**Problem details:** Every line of the records below that has the word "shade" should be copied.

**Records for processing:**
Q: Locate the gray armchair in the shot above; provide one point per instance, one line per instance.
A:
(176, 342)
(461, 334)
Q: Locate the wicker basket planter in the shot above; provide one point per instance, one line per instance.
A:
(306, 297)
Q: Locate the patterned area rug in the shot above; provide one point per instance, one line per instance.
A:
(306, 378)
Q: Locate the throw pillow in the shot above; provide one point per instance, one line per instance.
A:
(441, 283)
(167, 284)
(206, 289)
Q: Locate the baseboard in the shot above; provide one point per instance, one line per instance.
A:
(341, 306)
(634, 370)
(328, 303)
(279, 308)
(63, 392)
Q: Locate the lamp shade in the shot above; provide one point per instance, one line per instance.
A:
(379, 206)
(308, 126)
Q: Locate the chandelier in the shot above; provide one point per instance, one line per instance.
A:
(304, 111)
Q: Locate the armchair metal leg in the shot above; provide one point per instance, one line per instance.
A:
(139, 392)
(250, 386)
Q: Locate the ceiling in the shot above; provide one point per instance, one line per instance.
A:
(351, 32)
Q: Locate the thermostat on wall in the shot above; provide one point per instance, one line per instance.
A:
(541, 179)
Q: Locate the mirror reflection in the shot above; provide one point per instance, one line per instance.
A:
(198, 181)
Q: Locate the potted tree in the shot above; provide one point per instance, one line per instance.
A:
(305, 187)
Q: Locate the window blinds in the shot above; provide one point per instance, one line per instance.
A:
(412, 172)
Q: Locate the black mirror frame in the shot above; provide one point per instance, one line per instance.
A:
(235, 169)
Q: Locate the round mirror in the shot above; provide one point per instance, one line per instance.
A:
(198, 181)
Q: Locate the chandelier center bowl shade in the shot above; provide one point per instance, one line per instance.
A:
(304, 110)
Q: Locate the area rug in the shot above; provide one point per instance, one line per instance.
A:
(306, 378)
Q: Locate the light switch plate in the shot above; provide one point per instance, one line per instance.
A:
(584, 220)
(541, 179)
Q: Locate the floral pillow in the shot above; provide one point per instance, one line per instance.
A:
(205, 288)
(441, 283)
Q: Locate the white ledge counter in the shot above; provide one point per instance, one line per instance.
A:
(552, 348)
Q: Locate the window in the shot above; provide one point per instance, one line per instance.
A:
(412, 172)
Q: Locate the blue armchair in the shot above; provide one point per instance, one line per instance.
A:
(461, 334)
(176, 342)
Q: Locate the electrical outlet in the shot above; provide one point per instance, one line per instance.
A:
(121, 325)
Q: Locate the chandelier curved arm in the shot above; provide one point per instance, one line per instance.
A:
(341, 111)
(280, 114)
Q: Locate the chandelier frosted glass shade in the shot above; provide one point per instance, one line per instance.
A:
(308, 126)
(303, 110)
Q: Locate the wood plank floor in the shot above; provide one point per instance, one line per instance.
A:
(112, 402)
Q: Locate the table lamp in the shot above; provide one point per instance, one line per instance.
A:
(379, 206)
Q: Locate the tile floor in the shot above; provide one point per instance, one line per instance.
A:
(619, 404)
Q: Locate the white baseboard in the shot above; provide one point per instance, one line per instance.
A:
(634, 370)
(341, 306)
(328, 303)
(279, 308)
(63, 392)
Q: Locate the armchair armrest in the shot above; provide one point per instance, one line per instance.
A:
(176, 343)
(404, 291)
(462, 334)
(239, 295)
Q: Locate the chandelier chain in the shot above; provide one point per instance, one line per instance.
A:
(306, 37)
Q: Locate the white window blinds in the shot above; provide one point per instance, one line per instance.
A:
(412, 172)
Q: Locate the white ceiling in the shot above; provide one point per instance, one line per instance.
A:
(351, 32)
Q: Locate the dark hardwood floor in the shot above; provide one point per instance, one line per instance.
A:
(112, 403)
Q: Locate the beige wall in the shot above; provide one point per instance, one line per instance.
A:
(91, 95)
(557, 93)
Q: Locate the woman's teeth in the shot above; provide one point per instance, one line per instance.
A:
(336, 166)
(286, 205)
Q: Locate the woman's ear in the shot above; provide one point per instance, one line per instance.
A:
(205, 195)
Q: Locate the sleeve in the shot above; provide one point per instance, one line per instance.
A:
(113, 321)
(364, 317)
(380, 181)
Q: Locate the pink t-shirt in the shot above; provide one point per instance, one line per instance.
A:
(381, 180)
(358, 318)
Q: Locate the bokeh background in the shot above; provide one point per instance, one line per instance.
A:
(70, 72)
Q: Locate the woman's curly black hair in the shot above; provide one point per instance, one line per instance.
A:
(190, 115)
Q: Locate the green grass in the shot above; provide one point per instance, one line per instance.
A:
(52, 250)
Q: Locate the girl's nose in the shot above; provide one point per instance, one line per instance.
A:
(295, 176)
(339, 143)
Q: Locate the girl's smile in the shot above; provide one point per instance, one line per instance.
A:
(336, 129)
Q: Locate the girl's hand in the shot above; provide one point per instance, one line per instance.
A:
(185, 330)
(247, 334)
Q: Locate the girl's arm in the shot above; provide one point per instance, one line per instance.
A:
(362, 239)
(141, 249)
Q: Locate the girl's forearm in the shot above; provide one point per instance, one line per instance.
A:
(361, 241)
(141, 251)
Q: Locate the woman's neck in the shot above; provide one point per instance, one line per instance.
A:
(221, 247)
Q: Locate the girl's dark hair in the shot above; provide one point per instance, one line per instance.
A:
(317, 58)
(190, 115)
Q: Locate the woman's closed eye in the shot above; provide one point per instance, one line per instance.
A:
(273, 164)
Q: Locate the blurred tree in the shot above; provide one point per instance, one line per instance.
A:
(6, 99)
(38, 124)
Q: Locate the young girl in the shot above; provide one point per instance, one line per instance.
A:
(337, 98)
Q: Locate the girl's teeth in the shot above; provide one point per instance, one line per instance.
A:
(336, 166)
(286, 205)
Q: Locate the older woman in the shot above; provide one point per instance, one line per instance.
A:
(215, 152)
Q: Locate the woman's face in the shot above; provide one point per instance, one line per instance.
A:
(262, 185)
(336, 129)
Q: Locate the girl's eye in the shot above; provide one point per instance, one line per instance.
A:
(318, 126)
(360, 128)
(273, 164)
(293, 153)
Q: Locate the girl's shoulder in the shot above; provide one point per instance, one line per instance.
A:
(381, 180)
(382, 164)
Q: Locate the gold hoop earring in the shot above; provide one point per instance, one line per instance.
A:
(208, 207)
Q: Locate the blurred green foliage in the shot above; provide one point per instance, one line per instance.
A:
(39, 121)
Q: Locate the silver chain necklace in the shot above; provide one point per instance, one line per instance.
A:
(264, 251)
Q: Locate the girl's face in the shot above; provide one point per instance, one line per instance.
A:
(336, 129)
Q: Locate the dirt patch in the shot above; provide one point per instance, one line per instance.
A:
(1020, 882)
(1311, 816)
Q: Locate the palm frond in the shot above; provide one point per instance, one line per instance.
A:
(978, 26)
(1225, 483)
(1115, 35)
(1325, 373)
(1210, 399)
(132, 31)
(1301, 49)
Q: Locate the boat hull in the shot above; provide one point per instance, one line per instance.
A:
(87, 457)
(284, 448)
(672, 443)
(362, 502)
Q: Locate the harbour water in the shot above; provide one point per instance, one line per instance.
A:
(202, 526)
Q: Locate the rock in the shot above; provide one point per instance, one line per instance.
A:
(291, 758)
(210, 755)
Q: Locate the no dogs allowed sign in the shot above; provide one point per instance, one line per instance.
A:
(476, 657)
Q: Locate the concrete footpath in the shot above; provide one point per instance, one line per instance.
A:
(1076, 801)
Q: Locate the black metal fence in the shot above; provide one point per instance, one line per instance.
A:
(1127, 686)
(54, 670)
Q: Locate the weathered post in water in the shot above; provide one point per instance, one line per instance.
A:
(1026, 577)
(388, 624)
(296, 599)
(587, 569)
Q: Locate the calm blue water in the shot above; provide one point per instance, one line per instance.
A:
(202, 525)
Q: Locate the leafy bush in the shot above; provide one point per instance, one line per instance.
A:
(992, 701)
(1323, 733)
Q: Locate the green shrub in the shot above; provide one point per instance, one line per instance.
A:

**Answer to this problem:**
Q: Locate the lamp shade in the shot above; provide one point per instance, one line per instance.
Q: Locate the chandelier center bowl shade in the shot above; provide one point per instance, one line per instance.
Q: Locate the chandelier frosted glass shade in the shot above; provide one point per instance, one line per instance.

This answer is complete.